* **Work task**:
Every entry that appears below is to be output exactly.

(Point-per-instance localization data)
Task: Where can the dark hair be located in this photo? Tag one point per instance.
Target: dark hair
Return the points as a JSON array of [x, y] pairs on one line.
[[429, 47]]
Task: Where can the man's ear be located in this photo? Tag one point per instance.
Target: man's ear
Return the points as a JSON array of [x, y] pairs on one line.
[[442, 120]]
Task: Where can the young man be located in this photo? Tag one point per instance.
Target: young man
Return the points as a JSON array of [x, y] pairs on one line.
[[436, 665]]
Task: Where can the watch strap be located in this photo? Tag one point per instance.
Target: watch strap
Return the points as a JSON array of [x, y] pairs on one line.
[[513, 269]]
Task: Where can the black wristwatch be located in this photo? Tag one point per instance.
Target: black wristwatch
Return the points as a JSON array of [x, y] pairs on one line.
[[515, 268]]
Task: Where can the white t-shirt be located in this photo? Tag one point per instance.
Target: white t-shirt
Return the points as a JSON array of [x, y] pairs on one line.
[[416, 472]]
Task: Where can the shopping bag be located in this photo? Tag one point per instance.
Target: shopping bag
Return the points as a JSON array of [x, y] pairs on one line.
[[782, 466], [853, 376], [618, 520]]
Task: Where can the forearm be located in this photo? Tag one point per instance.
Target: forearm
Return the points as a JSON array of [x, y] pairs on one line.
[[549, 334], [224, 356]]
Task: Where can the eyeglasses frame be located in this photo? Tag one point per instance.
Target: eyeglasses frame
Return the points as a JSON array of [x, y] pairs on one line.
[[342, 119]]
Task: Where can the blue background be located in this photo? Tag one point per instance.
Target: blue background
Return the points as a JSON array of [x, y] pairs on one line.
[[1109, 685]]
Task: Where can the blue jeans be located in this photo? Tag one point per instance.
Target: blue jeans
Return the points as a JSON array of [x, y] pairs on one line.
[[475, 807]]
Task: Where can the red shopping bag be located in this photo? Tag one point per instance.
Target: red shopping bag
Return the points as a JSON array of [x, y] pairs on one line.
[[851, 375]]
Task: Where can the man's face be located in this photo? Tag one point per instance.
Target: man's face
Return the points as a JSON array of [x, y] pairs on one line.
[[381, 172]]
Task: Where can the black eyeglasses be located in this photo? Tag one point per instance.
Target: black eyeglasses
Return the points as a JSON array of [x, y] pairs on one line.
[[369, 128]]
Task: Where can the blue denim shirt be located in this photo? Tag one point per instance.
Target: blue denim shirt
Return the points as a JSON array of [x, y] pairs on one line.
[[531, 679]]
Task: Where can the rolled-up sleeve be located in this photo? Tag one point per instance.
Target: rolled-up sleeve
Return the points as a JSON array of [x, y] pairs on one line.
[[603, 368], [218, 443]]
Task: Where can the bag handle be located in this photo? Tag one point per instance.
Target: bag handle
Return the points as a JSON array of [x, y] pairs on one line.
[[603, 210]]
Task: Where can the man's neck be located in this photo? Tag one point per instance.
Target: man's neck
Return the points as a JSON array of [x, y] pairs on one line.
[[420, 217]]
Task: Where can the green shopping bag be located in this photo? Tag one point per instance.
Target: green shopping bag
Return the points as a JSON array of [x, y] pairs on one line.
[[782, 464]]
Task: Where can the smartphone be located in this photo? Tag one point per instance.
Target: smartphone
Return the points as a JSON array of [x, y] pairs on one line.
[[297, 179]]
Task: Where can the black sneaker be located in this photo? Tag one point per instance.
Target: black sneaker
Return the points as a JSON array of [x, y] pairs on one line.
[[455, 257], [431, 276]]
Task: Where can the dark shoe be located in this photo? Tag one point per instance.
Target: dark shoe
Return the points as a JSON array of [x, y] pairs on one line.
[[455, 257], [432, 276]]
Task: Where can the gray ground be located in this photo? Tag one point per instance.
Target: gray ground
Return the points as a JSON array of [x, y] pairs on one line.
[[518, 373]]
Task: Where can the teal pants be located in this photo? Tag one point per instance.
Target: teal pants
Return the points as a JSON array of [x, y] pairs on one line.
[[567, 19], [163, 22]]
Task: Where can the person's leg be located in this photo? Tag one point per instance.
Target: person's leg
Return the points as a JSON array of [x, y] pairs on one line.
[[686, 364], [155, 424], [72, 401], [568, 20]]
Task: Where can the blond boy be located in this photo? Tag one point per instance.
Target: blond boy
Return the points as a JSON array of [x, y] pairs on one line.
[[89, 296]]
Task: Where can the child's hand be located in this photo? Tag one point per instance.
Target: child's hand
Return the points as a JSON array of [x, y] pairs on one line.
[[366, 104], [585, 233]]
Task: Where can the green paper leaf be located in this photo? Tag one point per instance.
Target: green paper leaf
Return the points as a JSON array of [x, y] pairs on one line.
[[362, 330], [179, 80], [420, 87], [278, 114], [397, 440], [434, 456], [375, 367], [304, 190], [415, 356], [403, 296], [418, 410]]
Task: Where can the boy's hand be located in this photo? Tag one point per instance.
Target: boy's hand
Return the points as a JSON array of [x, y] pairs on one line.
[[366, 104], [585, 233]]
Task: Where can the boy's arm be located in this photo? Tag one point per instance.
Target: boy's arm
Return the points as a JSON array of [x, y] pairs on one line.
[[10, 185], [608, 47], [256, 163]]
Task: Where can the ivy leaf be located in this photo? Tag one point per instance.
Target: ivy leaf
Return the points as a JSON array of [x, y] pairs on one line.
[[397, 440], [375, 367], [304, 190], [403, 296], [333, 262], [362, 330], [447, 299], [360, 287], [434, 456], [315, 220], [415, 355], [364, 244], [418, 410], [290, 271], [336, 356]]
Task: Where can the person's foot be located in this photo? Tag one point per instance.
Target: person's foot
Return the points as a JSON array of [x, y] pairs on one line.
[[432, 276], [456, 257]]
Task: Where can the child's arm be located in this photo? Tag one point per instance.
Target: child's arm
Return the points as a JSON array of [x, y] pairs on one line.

* **Expected answer**:
Task: Where can the dark hair be located in this photo? Tag one point per instance.
Target: dark hair
Return the points as a JSON array of [x, y] pairs on one line.
[[429, 47]]
Task: Where can the man's ear be located in this photo? Tag one point per instance.
Target: man's ear
Return the points as a JSON array of [x, y] pairs on one line.
[[442, 120]]
Task: Where can the young man be located in this photo? Tag one point per instance.
Target: young man
Return the points as a JSON array of [x, y] pairs on one line.
[[436, 665]]
Task: Where can the watch strap be located in this photo? Tag one point per instance.
Target: watch strap
Return the points as a JSON array of [x, y] pairs on one line.
[[513, 269]]
Task: Where can the black wristwatch be located in this photo? Tag one point per instance.
Target: black wristwatch
Return the points as a JSON array of [x, y] pairs on one line.
[[515, 268]]
Task: Where can the white t-shirt be located in this photo? Tag one point per instance.
Target: white t-shirt
Return the points as a JSON array of [x, y] pairs on one line.
[[416, 472]]
Task: Where can the shopping bag be located in this photo? Tag one point per instance.
Target: shopping bag
Return the points as a JSON array of [x, y] pairs on one line.
[[782, 466], [853, 376], [618, 520]]
Task: Where can the forearm be located in this photo? Tag one point per instance.
Target: forearm
Return the points as a JSON array of [x, y] pairs on one line.
[[549, 334], [224, 356]]
Task: Where can the eyeglasses frame be located in this photo? Tag one point per instance.
Target: eyeglasses frame
Return the points as a JSON array of [x, y] pairs on one line.
[[342, 119]]
Task: Where can the blue background be located in this photo? Tag one point per instance.
Target: blue background
Return the points as a JSON array of [x, y] pairs on one line.
[[1109, 685]]
Task: Where can the blue jeans be located in this photo? Tag one point per instance.
Target: blue jeans
Return the points as a JSON array of [x, y] pairs on one line.
[[475, 807]]
Task: Where can the red shopping bag be located in this photo? Tag one point per instance.
Target: red shopping bag
Return the points as a JSON array of [x, y] pairs on one line.
[[851, 375]]
Task: Where can the man's face be located in this photo? Tag one point per instance.
Target: man's face
Return the points as a JSON array of [x, y] pairs on one line.
[[381, 172]]
Task: Where can the black eyeglasses be located in this photo? Tag one point per instance.
Target: black eyeglasses
Return the points as a JSON array of [x, y] pairs on one line.
[[369, 128]]
Task: Where can the blue denim shirt be located in this photo? Tag one point per instance.
Target: blue denim shirt
Return the points as a JSON array of [x, y] pairs on one line.
[[531, 679]]
Task: Where can the rolled-up sleeve be located in this photo? Tag one point per instance.
Target: rolled-up sleeve
Return the points as a JSON array of [x, y] pairs on one line.
[[603, 368], [218, 443]]
Task: Where can the bag handle be located in this photo? Tag one point per instance.
Target: bag handle
Return the points as a JSON array of [x, y] pairs on one line.
[[603, 210]]
Task: Where can the man's neck be located in this photo? Tag one point per instance.
Target: man's neck
Return the points as a JSON array of [x, y] pairs on one line.
[[420, 217]]
Task: Where can the green shopping bag be located in this photo? Tag one point per instance.
Target: green shopping bag
Return the points as a JSON array of [x, y] pairs on one line.
[[782, 464]]
Task: Where can the smartphone be located in this photo? Tag one point per instance.
Target: smartphone
Return the points as a JSON array of [x, y] pairs on one line.
[[297, 179]]
Task: Where can the black sneaker be located in this photo? Tag one point per instance.
Target: black sneaker
Return the points as a JSON array of [x, y] pairs on one line.
[[455, 257], [431, 276]]
Task: Where can the dark shoe be located in this photo? Tag one point per instance.
Target: dark shoe
Return the points as a JSON array of [x, y] pairs on one line.
[[455, 257], [432, 276]]
Task: Where can the gray ground be located in this photo? Tag one point per instance.
Target: gray ground
Return the points as a JSON array of [x, y] pairs on one line.
[[518, 373]]
Task: Where can the teal pants be located in this photo? Tag one point per instance.
Target: teal pants
Return the points as a JSON array of [x, y] pairs on one line.
[[567, 19], [163, 22]]
Task: Where can the person's leg be located in this photo? Tag one point per instance.
Target: person's leg
Return the points as a JSON array of [x, y] pairs on one line.
[[686, 364], [155, 424], [72, 401], [568, 20]]
Task: Where can the blond boy be located in this photo? Tag one point per instance.
Target: blond boy
Return the points as a JSON array of [x, y] pairs on one line.
[[89, 296]]
Task: Where can the child's hand be located in this photo? Tag one point per instance.
Target: child's hand
Return the points as a JSON array of [x, y] pairs on one line.
[[366, 104], [585, 233]]
Task: Where can the green paper leaf be located in this photo? Tag one point per instance.
Target: green paper leaf
Return the points as a JSON array of [x, y] pairs on one line.
[[362, 330], [179, 80], [420, 87], [278, 114], [397, 440], [434, 456], [375, 367], [304, 190], [415, 356], [403, 296], [418, 410]]
Task: Where can the boy's hand be located in this photo? Tag one point per instance.
Target: boy's hand
Return the points as a JSON array of [x, y] pairs on one line.
[[366, 104], [585, 233]]
Task: Where can the boy's arm be located in this photo? Tag one point per instance.
Target: boy's arm
Return the points as a JSON array of [x, y] pairs on one line.
[[10, 185], [608, 47], [256, 163]]
Task: Where can the ivy leaf be located in this photo? Tag one point per instance.
Target: ivy leaf
Return the points as a JSON array of [x, y] pairs on one line.
[[397, 440], [375, 367], [304, 190], [403, 296], [333, 262], [362, 330], [447, 299], [360, 287], [434, 456], [315, 220], [415, 355], [364, 244], [418, 410], [290, 271], [336, 356]]
Task: Where can the person's foot be located in this photo? Tag one point per instance.
Target: person's foot
Return the points as a JSON array of [x, y] pairs on one line.
[[432, 276], [456, 257]]
Task: Where can the child's arm be located in this photo? Tag one point per instance.
Target: child's arm
Return the points as a JSON array of [x, y] pairs on one line.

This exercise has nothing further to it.